Records
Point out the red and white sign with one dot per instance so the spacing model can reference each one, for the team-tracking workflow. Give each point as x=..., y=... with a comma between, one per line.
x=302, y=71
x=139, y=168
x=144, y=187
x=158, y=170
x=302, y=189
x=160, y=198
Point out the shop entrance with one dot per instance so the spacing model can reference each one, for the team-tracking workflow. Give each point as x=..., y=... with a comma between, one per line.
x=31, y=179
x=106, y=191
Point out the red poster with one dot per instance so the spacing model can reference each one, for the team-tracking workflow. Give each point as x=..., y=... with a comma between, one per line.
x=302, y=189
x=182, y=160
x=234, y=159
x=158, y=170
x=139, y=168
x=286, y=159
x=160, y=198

- Requirement -
Output the records word for word.

- Reply to the exercise -
Point out the red and white sign with one dot per instance so the spacing model can reference each one, for the team-tracking workflow. Give each point as x=..., y=... with a comma between, one per line.
x=302, y=71
x=139, y=168
x=144, y=187
x=158, y=170
x=302, y=189
x=160, y=198
Point out the shop entrance with one dot per instance so the spacing model can reference each one, for the team-tracking workflow. Give each point as x=..., y=... with a comma between, one per line.
x=31, y=179
x=106, y=191
Point out the red poster with one dot per instance so the spacing model can reference each one, for the team-tracking workflow. Give each point as x=..., y=... with a comma between, one per line.
x=302, y=189
x=182, y=160
x=234, y=159
x=158, y=170
x=139, y=168
x=286, y=159
x=160, y=198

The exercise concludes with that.